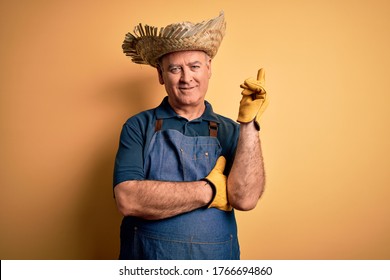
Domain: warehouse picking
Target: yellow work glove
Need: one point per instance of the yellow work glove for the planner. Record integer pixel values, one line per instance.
(218, 182)
(254, 99)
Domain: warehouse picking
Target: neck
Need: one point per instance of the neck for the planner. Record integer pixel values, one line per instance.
(190, 112)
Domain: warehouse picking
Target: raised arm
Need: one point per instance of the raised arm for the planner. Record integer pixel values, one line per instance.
(247, 177)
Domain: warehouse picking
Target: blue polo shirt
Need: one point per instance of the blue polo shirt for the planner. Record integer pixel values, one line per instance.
(138, 130)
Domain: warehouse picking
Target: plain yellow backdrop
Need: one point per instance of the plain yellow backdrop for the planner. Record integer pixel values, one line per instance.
(66, 89)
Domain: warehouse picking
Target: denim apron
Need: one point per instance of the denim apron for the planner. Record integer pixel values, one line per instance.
(205, 233)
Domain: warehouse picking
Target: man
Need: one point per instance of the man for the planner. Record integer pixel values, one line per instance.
(181, 168)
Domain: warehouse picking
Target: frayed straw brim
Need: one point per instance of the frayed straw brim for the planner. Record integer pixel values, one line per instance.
(149, 43)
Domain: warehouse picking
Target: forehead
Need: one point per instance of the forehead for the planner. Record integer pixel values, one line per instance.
(183, 57)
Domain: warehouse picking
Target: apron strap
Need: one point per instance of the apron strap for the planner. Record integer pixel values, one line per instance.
(213, 127)
(158, 125)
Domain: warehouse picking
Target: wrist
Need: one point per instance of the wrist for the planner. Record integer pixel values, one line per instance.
(250, 126)
(210, 191)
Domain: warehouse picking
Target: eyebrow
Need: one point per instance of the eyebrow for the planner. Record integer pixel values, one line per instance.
(190, 63)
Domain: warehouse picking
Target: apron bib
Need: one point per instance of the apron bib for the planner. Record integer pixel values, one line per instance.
(199, 234)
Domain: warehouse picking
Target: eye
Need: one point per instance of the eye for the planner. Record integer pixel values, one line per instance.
(175, 69)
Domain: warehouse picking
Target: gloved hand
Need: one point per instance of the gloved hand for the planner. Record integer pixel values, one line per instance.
(254, 99)
(218, 182)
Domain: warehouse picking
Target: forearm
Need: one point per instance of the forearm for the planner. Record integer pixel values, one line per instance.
(247, 178)
(159, 199)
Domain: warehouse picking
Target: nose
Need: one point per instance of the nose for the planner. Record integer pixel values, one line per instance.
(186, 76)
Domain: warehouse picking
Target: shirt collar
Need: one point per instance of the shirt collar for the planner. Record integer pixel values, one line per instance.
(165, 111)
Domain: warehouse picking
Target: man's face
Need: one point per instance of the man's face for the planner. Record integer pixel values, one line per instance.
(185, 75)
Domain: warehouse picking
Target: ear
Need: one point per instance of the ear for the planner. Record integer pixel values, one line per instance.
(209, 67)
(160, 77)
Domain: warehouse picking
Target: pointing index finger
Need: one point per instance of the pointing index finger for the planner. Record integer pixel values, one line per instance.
(261, 75)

PROBLEM TO SOLVE = Repeat all of the records verbatim, leaving out the pictures.

RESULT OF THE EXERCISE =
Domain: warehouse picking
Target: yellow work glove
Need: one point per instance of the yellow work glove for the planner. Record integer pixel values, one line per instance.
(218, 182)
(254, 99)
Domain: warehouse picking
Target: neck
Need: one point per instance of the neck for the planner. Record integer pixel values, one line per instance.
(190, 112)
Domain: warehouse picking
Target: raised arm
Need: one point per instance of the raised arm for the planner. Record integer pixel values, one line per instance.
(247, 177)
Domain: warehouse picking
Target: blue polo shirt
Need: one point per instance of the blue polo shirt for the planner. Record integer pixel values, one line per instance.
(138, 130)
Domain: warehouse picking
Target: plain yellow backdrop
Need: one point per instance of the plain yellow backdrop for the planner. Record integer pixel values, one line per instance.
(66, 89)
Domain: warehouse picking
Target: denim apron
Need: one point per instance of the denim apron for the planner. Record integer pixel values, one line per instance.
(205, 233)
Domain: warehouse picking
Target: man
Need: one point per instance of the man for the planner. Record integer pixel values, one line per instance.
(181, 168)
Domain: warehouse picking
Target: frayed straw brim
Need: one point per instance of the frayed straw brim for the planner. Record integer pixel values, one line per instance.
(149, 43)
Domain: warehouse picking
Target: forehead
Need: one point per instance of the forehead for the planner. Record integer pixel values, one line per instance.
(183, 57)
Domain: warehouse picking
Target: apron strap
Need: one point per instance of the apron strap for the planner. Record integer pixel values, one line per instance.
(213, 127)
(158, 125)
Domain: warehouse picking
Target: wrist
Need: one point per instance of the wrist for the planner. Record integer pixel values, one line per instance.
(250, 126)
(210, 191)
Domain: warehouse picking
Target: eyebrow
Need: one point per instance of the eyebrow for the planner. Record integer pixel values, one line per instance.
(190, 63)
Domain: warehouse picking
Target: apron bib
Need: one point per instance of the apron bib for the planner. Record integer pixel values, one line per instance.
(199, 234)
Domain: warehouse picking
Target: eye
Need: one point per instance of the eye for the planner. Record integer pixel values, one line per instance.
(175, 69)
Domain: warehouse picking
Target: gloved hand
Need: one point per instance of the gloved hand for the planner. Record integer pixel values, one line per instance.
(254, 99)
(218, 182)
Domain: warehouse picking
Target: forearm
Need: one point per instance of the forearm for the planner. Record integer pixel values, one line per instance.
(247, 178)
(159, 199)
Domain: warehouse picking
Target: nose
Need: one point per instance of the nose for the planner. Record integer pixel values, one line per instance.
(186, 76)
Domain: warehouse picking
Target: shirt collar
Need: one point per instance of the shirt collar for the planner. Record integer pixel values, one line per instance.
(165, 111)
Domain: warehouse picking
Target: man's face
Need: one point per instance of the man's face for the planner. Record integer pixel values, one line per instance.
(185, 75)
Domain: warehouse picking
Target: ear
Need: one point per instance of the ear for the planner. Record integer pixel values, one line per instance.
(209, 67)
(160, 77)
Domain: warehouse picking
Target: pointing index finger
Need: one point per instance of the pointing index finger for the planner. Record integer pixel values, one line per instance.
(261, 75)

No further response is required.